Problem: The material below should be written out in full and exactly; pictures stay out of the copy.

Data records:
◆ ◆ ◆ ◆ ◆

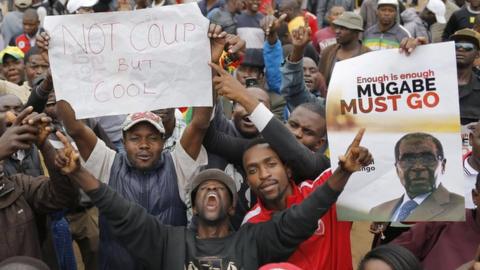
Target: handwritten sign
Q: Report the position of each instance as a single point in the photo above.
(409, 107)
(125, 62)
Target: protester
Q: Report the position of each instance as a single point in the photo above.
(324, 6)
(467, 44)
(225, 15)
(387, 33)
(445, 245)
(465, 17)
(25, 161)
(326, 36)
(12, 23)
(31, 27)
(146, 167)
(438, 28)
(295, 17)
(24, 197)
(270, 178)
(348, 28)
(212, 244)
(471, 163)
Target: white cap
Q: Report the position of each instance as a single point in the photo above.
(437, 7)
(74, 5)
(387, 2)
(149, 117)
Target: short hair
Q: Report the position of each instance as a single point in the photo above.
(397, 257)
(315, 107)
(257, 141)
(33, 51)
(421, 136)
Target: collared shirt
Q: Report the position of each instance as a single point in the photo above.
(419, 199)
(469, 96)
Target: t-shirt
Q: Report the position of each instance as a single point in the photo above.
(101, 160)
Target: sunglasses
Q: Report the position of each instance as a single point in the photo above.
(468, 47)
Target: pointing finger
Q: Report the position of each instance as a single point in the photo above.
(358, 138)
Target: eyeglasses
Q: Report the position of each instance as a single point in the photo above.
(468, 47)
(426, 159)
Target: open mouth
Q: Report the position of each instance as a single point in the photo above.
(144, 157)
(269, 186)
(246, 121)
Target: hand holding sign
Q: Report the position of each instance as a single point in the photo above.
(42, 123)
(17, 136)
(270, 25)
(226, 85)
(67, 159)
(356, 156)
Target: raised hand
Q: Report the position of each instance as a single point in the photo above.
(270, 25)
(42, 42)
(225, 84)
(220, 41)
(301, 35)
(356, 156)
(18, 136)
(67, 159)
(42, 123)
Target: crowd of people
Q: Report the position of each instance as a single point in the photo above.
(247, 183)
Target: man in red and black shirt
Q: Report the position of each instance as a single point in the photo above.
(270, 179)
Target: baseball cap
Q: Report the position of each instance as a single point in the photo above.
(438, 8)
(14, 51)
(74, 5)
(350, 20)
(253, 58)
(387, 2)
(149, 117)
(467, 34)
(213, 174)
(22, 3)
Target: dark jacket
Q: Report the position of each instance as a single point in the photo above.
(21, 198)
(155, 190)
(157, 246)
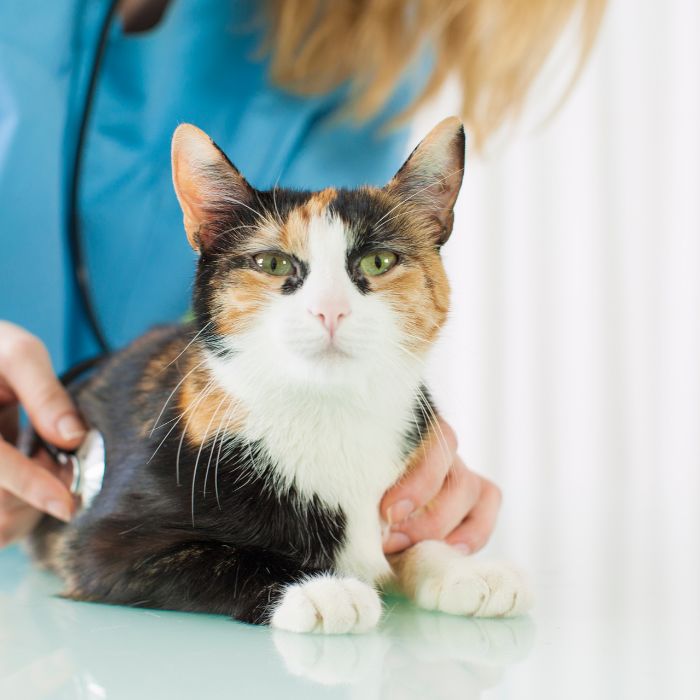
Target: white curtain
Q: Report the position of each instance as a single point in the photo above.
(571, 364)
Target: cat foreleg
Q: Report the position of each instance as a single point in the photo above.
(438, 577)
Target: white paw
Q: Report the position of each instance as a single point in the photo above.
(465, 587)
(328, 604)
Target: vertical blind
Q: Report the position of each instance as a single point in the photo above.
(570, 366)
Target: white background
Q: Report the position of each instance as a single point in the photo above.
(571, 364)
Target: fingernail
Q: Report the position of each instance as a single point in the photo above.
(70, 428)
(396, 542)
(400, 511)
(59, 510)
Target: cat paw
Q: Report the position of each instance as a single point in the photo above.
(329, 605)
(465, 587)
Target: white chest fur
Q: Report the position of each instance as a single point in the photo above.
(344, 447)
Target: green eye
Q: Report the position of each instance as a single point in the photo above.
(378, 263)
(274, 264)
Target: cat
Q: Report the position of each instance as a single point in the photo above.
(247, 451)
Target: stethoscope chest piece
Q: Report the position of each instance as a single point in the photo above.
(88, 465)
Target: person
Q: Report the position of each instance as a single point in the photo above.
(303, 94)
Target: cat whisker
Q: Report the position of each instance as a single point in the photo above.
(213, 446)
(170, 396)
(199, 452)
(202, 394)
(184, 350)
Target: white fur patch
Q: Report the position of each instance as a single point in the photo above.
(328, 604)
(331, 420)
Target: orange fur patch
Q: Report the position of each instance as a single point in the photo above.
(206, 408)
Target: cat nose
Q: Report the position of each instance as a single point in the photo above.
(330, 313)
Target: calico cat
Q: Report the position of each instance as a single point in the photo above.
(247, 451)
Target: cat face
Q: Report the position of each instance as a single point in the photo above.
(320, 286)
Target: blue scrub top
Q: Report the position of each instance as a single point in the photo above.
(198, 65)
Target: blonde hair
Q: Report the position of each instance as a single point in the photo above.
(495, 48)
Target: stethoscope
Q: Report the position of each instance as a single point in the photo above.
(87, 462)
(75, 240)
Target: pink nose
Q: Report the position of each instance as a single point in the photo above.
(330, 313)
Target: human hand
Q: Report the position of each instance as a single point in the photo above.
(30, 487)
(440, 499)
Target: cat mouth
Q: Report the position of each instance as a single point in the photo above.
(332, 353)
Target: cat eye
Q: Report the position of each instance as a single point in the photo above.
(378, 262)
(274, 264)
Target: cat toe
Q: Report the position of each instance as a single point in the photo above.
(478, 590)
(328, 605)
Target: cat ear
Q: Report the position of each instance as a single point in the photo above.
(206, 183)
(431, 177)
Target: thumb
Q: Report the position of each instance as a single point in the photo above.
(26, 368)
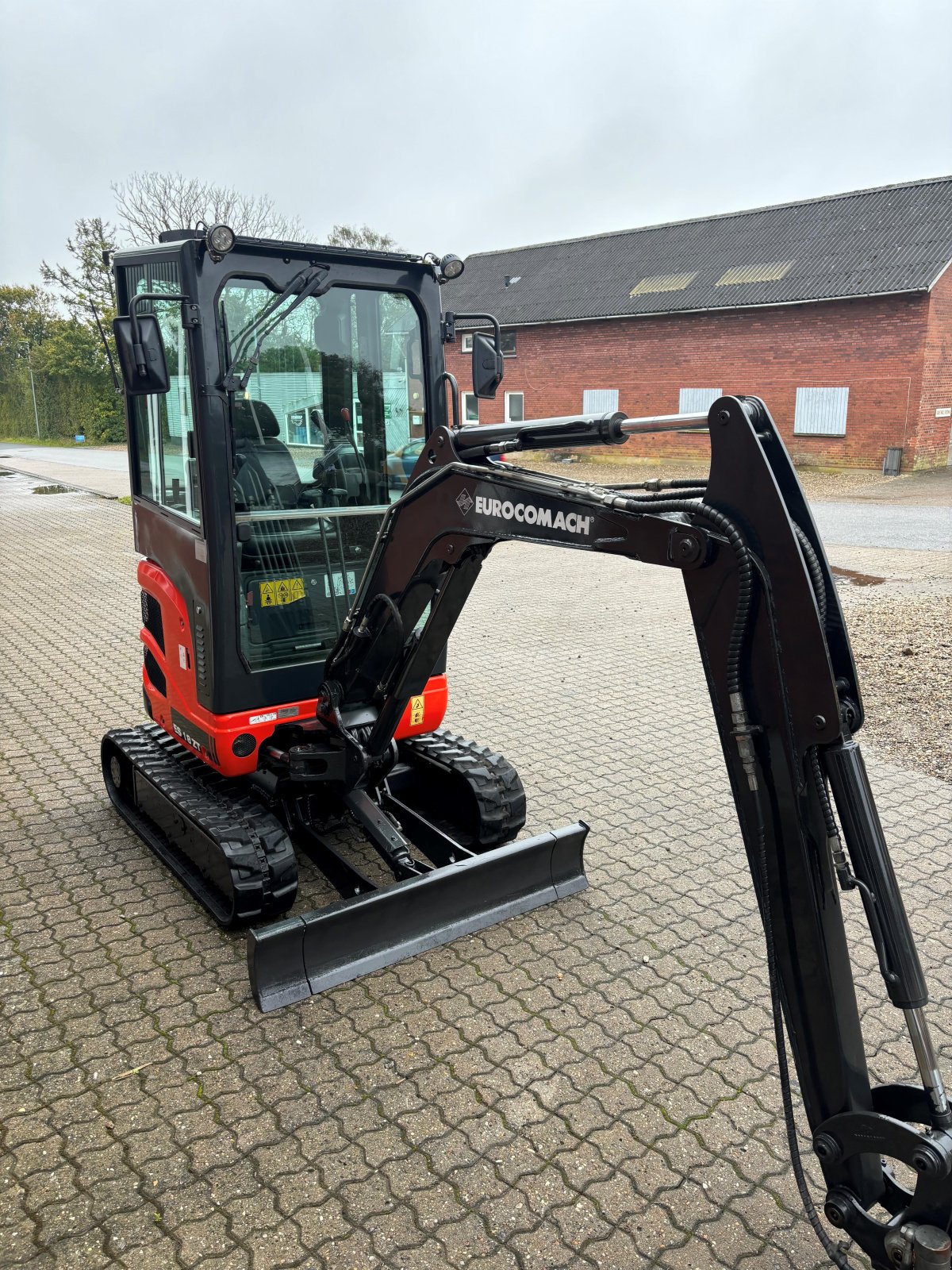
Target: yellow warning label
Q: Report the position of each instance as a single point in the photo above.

◆ ◆ ◆ ◆ ◆

Answer to this exercise:
Target: handwritten sign
Q: Report the position of each instance as a single point in the photo above.
(409, 107)
(125, 62)
Target: protester
Q: Report the position of each instance as a single point in the photo above.
(324, 6)
(467, 44)
(225, 15)
(387, 33)
(445, 245)
(465, 17)
(25, 161)
(326, 36)
(12, 23)
(31, 27)
(146, 167)
(438, 28)
(295, 17)
(24, 197)
(270, 178)
(348, 28)
(212, 244)
(471, 163)
Target: white cap
Q: Report the position of each instance as a single point in the photo above.
(437, 7)
(74, 5)
(387, 2)
(149, 117)
Target: short hair
Q: Report the position of each instance as a single point in the photo above.
(397, 257)
(315, 107)
(257, 141)
(33, 51)
(421, 136)
Target: collared shirt
Q: Report the position of each instance as a single point in the photo above.
(419, 199)
(469, 96)
Target: t-shirt
Q: Report the position of each instance as a single point in the photo above.
(101, 160)
Target: sunglasses
Q: Report the position of each instance as a single point in the photo above.
(468, 47)
Target: pointing finger
Q: Report the position of each instance as a single point in the photo above.
(358, 138)
Target: eyeglasses
Q: Report the position of each instance as a single point in the photo above.
(468, 47)
(426, 159)
Target: open mouth
Q: Report the position of each instance as a single point in the photo above.
(144, 157)
(269, 186)
(246, 121)
Target: hand holding sign
Q: Report the position of each instance as a single point in the photo above.
(42, 123)
(17, 136)
(270, 25)
(226, 85)
(67, 159)
(356, 156)
Target: raised hand
Q: Report the position of each instance as a single point in the photo above.
(270, 25)
(42, 42)
(225, 84)
(220, 41)
(301, 35)
(356, 156)
(18, 136)
(67, 159)
(42, 123)
Target: crowd of people
Q: Report the position of each instance as a single point in the photo above.
(247, 183)
Target: man in red and black shirt
Q: Report the position of each instance as a single point in the photo above.
(270, 179)
Target: baseball cap
Q: Report the position of each instance as a single point in the photo above.
(438, 8)
(14, 51)
(74, 5)
(350, 20)
(253, 58)
(387, 2)
(149, 117)
(467, 34)
(213, 174)
(22, 3)
Target: dark jacket
Q: Report the position of each instance as a single point in the photo above.
(21, 198)
(155, 190)
(157, 246)
Target: white curtain
Q: Report the position of each instance as a single point in the photo above.
(571, 364)
Target: cat foreleg
Q: Report the position of each instance as a single point in the photo above.
(438, 577)
Target: white paw
Q: Report the position of each instance as a single point in the photo above.
(465, 587)
(328, 604)
Target: vertical blind
Q: Report the position of each instance as a single point in the photo above.
(570, 366)
Target: white background
Q: Report the position of each instance as a single point in the photo above.
(571, 364)
Target: fingernail
Q: Report the position of each instance as a single point in the photo above.
(70, 428)
(396, 542)
(400, 511)
(59, 510)
Target: cat paw
Q: Report the position of each instance as a single point in the photo above.
(329, 605)
(465, 587)
Target: white chest fur
Q: Report the position of each instance as a single point in the photo above.
(344, 447)
Target: green eye
Q: Report the position of each instance as a single point in the photo above.
(378, 263)
(274, 264)
Target: cat
Q: Report the position of each instance as a single point in the photo above.
(247, 451)
Target: stethoscope chest piece
Q: Report the position of each instance as a single point in the photo above.
(88, 465)
Target: person
Q: Report the position of each instance as a single point in the photo above.
(303, 94)
Target: cat whisker
Q: Report the position of each instance as a single point in the photo above.
(213, 446)
(170, 396)
(199, 452)
(202, 394)
(184, 350)
Target: white fur patch
Q: Report the position of each instance as a single point in the photo above.
(328, 604)
(331, 420)
Target: orange fur patch
Q: Report the position of each instance as a single point in the photo above.
(206, 408)
Target: cat nose
Q: Report the position of each instance as a single point in the photo above.
(330, 313)
Target: calico cat
Q: Report the position of each instance as a single point in the photo above.
(247, 451)
Target: cat face
Q: Report the position of each instance as a single point in the photo above.
(320, 286)
Target: blue scrub top
Q: Report the position of each instance as a single point in the photo above.
(198, 65)
Target: blonde hair
Q: Report the position of each instance as a single point in the photo above.
(495, 48)
Target: stethoscope
Q: Report the position of each instance as a single point in the photo above.
(87, 462)
(75, 240)
Target: pink nose
Q: Report the position of each instance as a single point in the photo above.
(330, 313)
Target: human hand
Q: Report the position of each instance as a single point in the photo above.
(30, 487)
(440, 499)
Target: cat mouth
Q: Report the position of each instance as a single point in the photo above.
(332, 353)
Target: cat eye
Q: Report the position of each instance as a single point in the photo above.
(378, 262)
(274, 264)
Target: cat toe
Q: Report the position of each instance as a single point in the photo above.
(478, 590)
(328, 605)
Target: cat ear
Q: Report the position of each instance as a single point in the photo above.
(206, 183)
(431, 177)
Target: thumb
Q: Report the position of each instance as a single point in the photo above.
(26, 368)
Target: yellow warning label
Q: Report the position of each instance as a single point in the photo above.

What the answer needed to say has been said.